«(…) Como Góis tinha a noção de que a sua habilidade linguística estava
bem pouco à altura do que ambicionava, apreciava sobremodo o auxílio do amigo e
recompensava-o com liberalidade. É possível que Góis sustentasse Grapheus financeiramente,
e é certo que lhe mandava muitas iguarias importadas do vasto imperio
português. Grapheus não podia retribuir em dinheiro a generosidade do
seu patrono mas, ciente do desejo que Góis tinha de uma fama imorredoura,
prometeu imortalizar-lhe o nome através do poema citado. De acordo com a prática
humanística corrente Grapheus incluiu um retrato à pena de Góis, traçado
com as pinceladas linguísticas de um verdadeiro artista. Grapheus
empregou epítetos altamente lisonjeiros como sincero, franco, honesto, alegre, leal e alheio à tristeza na descrição do
carácter do retratado, mas não exagerou indevidamente e exprimiu o que foi
muitas vezes ecoado pelos amigos de Góis. Um desenho, o único retrato que há de
Góis, possivelmente executado por Dürer, confirma a caracterização feita
por Grapheus. O retrato irradia brandura e sinceridade; na reprodução do
queixo forte e dos lábios estreitamente cerrados evoca a bem conhecida força de
convicção de Góis. Como a honestidade intelectual e a bondade eram os traços da
personalidade de Góis especialmente notados por Grapheus e por outros amigos,
não se pode imaginar, como afirmam alguns autores, que os contemporâneos se
iludissem ao aceitarem como uma imagem fiel o retrato que exprime tais
qualidades. De facto, a veracidade de Góis muitas vezes chegava à temeridade e
causava-lhe grandes sofrimentos e dificuldades.
Em contraste com o estudo da língua e literatura clássicas, em que o
auxílio de Grapheus era precioso para um principiante, o pendor de Góis
para a história, cedo estimulado pelos interesses do próprio rei Manuel I, era
bem definido e aliava-se à atracção e curiosidade pelos feitos de além-mar dos
portugueses. As viagens diplomáticas ofereciam-lhe uma oportunidade ideal para
alargar o conhecimento geral e a perspectiva da historia, mas sempre que possível
tentava também aprofundar e aumentar o conhecimento das terras distantes que
tinham sido abertas ao estudo dos ocidentais pela exploração marítima. Como já
foi dito atrás, os dois países que mais lhe excitavam a imaginação eram a Etiópia
e a Índia; enquanto que aquela actuava nele como um estímulo para o pensamento
religioso, esta atraía-o do ponto de vista histórico e parece ter sido um
interesse constante. Assim, por exemplo, nas várias visitas que fez a Augsburgo,
Góis
examinou a famosa biblioteca de Peutinger e leu parcialmente um livro importante para um projecto que tinha de
escrever, no futuro, uma historia da Índia. Mais tarde, quando estava bastante
embrenhado nesse plano, Gois pediu a Johann Jacob Fugger que lhe
adquirisse a obra, pois Peutinger não era um amigo pessoal a quem pudesse
pedir semelhante favor.

**Objetivo da tarefa:** Indique, segundo a Secção do documento, os dois países que mais excitavam a imaginação de Góis.

**Secção de dados:**
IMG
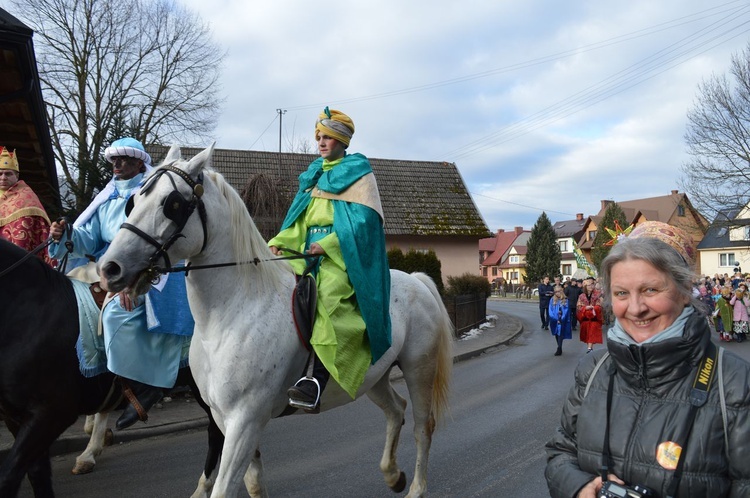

**Solução:** A Etiópia e a Índia.